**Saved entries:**
..............................
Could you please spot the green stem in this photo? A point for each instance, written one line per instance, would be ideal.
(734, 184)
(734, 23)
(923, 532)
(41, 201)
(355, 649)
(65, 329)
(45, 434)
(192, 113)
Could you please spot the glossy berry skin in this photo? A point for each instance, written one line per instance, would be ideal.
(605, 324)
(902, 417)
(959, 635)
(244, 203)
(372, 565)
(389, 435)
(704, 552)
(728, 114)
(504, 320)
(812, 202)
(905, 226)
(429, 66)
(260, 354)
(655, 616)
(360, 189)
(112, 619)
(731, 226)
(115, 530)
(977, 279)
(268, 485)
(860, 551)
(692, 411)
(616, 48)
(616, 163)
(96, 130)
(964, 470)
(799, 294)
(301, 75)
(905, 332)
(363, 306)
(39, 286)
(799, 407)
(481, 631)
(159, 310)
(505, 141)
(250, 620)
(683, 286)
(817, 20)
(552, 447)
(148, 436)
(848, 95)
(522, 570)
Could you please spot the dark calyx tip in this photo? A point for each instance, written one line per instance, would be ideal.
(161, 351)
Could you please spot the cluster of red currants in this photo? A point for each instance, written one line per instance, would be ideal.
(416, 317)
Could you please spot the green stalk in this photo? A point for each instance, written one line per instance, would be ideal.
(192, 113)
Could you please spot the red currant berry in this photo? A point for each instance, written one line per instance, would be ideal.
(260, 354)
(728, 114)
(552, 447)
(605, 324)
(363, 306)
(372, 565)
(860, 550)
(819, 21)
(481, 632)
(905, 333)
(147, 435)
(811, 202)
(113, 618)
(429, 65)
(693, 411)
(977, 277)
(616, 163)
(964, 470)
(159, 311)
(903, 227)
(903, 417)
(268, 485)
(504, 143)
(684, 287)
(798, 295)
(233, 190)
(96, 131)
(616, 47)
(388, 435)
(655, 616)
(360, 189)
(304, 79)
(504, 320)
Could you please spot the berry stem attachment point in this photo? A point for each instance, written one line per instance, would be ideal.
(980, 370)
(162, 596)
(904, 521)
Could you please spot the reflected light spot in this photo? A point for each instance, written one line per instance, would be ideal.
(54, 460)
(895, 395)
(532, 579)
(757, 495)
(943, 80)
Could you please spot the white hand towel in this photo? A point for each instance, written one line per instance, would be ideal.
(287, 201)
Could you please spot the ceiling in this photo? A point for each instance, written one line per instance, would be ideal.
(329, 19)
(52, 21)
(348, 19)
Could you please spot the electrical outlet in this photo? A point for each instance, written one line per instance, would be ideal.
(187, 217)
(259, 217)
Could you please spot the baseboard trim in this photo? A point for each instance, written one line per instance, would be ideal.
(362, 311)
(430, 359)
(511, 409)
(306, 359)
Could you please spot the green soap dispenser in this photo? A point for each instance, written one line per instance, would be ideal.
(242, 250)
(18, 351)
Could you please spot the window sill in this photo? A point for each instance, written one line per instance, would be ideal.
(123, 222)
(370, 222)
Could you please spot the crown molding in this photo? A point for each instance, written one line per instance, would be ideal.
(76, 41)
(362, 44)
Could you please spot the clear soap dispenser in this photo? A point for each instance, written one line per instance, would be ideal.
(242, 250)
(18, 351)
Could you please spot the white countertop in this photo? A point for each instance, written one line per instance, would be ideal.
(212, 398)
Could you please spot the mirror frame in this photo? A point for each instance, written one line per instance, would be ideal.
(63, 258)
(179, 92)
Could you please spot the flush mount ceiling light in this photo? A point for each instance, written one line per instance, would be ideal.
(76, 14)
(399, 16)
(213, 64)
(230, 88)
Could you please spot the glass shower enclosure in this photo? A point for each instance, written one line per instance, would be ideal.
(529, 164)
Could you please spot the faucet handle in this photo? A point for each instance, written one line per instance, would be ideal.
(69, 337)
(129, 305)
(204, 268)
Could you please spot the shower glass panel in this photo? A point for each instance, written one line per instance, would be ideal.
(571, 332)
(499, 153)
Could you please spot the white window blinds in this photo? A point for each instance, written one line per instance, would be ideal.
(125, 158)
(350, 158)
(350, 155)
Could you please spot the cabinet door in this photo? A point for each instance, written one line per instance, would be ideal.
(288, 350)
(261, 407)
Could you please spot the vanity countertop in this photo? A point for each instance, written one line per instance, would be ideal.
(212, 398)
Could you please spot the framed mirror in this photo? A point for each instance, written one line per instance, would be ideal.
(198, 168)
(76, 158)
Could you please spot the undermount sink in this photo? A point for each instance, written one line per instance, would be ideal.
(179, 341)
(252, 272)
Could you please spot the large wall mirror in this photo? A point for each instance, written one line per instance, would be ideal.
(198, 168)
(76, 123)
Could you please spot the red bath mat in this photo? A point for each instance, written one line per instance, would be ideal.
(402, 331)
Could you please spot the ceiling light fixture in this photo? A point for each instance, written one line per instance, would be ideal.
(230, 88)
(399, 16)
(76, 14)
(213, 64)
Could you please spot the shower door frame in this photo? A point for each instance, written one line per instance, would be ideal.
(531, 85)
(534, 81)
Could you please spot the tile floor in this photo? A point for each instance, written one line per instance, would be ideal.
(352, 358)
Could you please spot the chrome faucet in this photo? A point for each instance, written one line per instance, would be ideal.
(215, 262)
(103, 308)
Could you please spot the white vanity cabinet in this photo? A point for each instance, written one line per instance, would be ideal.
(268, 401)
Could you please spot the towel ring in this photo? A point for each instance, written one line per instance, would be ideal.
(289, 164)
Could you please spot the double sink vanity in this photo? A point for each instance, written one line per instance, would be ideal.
..............................
**TASK BRIEF:**
Reproduce verbatim the part of the material that opens with the line containing "Could you please spot the tile" and runs through the final line of the material, both ends included.

**OUTPUT:**
Could you please spot the tile floor in this photo? A point for each instance, written one line per instance, would be ideal.
(352, 358)
Could you please spot the chrome faucet in this photo? A point for each instance, written one line per instance, would be ideal.
(215, 262)
(103, 308)
Could you please spot the white vanity cabinet in this photo? A point for each instance, written one line per instance, would be ideal.
(268, 401)
Could you please spot the towel ring in this photo? A point for each instance, written one line per instance, would be ideal.
(289, 164)
Could you please spot the double sink vanity in this photo? A point for each instance, written one line per instance, would be ideal.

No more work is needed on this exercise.